Supplied material:
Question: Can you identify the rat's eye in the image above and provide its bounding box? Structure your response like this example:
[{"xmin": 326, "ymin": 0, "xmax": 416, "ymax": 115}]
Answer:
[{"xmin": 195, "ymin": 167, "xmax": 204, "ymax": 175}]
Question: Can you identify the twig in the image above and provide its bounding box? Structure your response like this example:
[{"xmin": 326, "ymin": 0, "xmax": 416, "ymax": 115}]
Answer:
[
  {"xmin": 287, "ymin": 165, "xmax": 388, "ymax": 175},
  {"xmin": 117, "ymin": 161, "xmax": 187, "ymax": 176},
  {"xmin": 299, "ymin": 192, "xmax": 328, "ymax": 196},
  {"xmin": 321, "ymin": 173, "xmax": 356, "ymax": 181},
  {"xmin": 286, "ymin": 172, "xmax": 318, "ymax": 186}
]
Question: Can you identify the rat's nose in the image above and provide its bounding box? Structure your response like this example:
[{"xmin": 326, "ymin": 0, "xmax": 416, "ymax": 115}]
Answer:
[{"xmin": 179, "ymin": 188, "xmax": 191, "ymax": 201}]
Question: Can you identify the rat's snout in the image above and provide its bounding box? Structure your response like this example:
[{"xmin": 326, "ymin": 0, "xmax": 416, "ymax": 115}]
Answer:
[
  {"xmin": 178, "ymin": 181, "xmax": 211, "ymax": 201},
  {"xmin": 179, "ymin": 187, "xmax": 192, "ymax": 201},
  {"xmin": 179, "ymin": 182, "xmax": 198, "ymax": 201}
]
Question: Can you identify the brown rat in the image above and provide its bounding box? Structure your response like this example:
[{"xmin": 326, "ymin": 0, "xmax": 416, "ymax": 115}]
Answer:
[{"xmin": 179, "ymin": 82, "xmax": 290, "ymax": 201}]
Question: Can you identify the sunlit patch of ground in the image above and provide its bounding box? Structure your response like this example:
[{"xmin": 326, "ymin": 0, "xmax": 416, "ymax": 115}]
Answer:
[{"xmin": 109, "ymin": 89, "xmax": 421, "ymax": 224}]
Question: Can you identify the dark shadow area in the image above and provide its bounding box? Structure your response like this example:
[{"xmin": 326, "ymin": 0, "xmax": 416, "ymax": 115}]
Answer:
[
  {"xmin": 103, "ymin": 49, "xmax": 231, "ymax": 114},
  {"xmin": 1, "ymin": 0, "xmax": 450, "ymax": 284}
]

How to complete this task:
State only how many lines above hold the string "your".

Exercise response:
7